**Task goal**. Copy word for word the passage of the Campagnolo shifter post below, between "Campagnolo, Olive Oil, And" and "of the Gods.", inclusive.

**Text block**.
==*==
Wednesday, August 29, 2007

Campagnolo, Olive Oil, And The Awful Truth

As written by "Gregory Taylor" on

God, I love working on Campy Ergo shifters. You know the ones I'm talking about: those fancy ten speed brake/shifter combos that pop up on really fancy bikes. Complicated carbon fiber and aluminum confections, holy objects of veneration in the Church of Campagnolo, worshipped by the faithful, desired by the masses. Cradling its black rubber hood and smooth carbon brake blade in your hands while clicking through the gears provides a sensuous tactile feedback, a beautifully machined music-box of sprockets and cogs that must rival the latest Ferrari or a Swiss watch in terms of quality and complication. Lean, stylish, and above-all Italian, Campagnolo ten speed Ergo shifters (especially the coveted Record ones) are nothing less than the playthings of the Gods.

Which is great, but what happens when it breaks? The Shimano approach to high-end shifters dictates that when one of their offerings goes belly up, you shouldn't have the option of fixing it. No, shamed by its failure, company policy requires that a broken Shimano shifter must commit hari-kiri. Honorable, yes; but expensive, especially you are looking for some 8 or 9-speed love on what is now a 10-speed planet. Campagnolites, on the other hand, proudly point to the fact that their shifters go all the way up to 10 speeds and are rebuildable, thus making them immortal, like the Gods of Cycling that created them.

Of course you can't help thinking, "Yes, they are rebuildable, but heaven help you if you actually need to rebuild it." The thought of tearing into something as mechanically sophisticated (and expensive) as a Chorus or Record shifter is enough to give most owners and bike shops the vapors. Because just as Prometheus was punished by Zeus for stealing fire from Mount Olympus and giving it to mere mortals for their use, it is a verity among the cycling cognoscenti that attempting to rebuild a highly-sophisticated Campy Ergo shifter is the eternal retribution inflicted by the Gods upon us mortals for having presumed to grasp at cycling perfection.
==*==
**Given records**.
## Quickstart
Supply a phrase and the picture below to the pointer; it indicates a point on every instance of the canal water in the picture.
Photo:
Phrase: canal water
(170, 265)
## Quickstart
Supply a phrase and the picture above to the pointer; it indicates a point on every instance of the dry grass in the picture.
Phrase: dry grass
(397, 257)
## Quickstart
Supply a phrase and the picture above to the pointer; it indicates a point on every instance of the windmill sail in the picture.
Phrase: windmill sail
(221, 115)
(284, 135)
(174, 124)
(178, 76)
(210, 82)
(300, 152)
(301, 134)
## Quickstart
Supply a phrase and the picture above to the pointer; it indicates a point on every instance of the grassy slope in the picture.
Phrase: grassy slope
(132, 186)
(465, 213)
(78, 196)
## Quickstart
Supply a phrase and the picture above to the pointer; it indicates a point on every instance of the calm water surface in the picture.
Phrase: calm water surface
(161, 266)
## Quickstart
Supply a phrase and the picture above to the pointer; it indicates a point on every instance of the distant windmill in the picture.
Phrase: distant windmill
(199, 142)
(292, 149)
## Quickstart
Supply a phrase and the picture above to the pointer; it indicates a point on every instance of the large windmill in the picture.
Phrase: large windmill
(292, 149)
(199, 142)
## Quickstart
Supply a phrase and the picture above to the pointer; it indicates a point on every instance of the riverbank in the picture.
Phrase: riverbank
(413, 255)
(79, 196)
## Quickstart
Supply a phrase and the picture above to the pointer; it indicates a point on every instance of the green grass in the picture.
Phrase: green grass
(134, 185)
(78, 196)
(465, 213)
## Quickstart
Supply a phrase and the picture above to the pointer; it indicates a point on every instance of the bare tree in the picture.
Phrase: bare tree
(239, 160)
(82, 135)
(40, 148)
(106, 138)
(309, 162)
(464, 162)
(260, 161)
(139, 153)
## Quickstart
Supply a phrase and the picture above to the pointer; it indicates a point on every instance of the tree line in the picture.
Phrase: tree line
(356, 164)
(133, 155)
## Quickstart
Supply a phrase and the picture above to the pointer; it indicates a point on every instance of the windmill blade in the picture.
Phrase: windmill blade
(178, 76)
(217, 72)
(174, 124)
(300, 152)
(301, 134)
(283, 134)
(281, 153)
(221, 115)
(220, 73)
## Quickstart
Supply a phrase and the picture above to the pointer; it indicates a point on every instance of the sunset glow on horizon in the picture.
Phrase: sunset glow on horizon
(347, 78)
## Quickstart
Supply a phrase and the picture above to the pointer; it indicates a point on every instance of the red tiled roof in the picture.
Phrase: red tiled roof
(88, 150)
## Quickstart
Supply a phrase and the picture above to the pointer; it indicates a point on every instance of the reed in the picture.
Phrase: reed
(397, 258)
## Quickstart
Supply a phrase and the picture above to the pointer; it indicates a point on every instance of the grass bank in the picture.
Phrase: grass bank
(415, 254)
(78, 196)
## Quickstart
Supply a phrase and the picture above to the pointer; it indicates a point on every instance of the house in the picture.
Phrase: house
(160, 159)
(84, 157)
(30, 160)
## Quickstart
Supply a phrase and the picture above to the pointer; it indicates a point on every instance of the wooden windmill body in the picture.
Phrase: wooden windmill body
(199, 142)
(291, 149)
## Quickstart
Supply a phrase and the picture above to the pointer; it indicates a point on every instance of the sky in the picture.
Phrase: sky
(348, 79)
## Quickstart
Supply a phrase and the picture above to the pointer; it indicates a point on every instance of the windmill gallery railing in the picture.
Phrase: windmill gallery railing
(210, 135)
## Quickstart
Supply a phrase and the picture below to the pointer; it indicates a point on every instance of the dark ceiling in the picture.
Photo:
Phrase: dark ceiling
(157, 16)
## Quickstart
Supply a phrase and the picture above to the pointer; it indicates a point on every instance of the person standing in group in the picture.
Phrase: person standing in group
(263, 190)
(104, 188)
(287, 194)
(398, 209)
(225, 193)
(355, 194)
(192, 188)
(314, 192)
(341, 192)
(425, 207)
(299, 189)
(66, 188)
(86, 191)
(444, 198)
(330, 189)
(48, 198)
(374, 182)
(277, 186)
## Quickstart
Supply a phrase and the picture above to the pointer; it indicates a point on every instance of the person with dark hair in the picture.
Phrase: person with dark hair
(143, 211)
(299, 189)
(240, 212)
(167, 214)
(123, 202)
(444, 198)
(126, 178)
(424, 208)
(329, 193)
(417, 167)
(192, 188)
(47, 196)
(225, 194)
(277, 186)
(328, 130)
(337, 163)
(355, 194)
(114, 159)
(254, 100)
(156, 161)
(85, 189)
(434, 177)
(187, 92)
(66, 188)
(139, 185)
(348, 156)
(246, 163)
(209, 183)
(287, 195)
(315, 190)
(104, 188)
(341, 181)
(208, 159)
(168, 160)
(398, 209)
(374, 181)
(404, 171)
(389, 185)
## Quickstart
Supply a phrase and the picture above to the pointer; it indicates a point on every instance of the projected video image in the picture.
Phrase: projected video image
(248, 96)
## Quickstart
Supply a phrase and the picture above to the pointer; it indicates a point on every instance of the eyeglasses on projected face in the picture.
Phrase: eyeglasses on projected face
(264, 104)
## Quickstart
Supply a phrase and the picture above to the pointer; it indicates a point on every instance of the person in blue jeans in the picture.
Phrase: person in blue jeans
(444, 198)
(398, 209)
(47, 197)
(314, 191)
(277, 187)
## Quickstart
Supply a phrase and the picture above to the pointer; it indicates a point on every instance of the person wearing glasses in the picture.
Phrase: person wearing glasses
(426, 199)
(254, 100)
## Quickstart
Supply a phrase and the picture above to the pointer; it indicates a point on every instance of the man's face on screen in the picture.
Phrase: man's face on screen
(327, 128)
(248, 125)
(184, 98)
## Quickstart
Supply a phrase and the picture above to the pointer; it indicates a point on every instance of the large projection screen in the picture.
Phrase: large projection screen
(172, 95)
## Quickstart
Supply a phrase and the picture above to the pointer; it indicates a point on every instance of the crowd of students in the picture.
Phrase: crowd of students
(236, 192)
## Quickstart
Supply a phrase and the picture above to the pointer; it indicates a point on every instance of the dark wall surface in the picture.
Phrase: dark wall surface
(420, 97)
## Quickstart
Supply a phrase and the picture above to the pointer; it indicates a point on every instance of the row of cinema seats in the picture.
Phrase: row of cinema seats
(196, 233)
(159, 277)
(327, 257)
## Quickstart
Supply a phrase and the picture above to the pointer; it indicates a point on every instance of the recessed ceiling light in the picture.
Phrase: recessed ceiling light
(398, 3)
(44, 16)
==*==
**Expected answer**.
Campagnolo, Olive Oil, And The Awful Truth

As written by "Gregory Taylor" on

God, I love working on Campy Ergo shifters. You know the ones I'm talking about: those fancy ten speed brake/shifter combos that pop up on really fancy bikes. Complicated carbon fiber and aluminum confections, holy objects of veneration in the Church of Campagnolo, worshipped by the faithful, desired by the masses. Cradling its black rubber hood and smooth carbon brake blade in your hands while clicking through the gears provides a sensuous tactile feedback, a beautifully machined music-box of sprockets and cogs that must rival the latest Ferrari or a Swiss watch in terms of quality and complication. Lean, stylish, and above-all Italian, Campagnolo ten speed Ergo shifters (especially the coveted Record ones) are nothing less than the playthings of the Gods.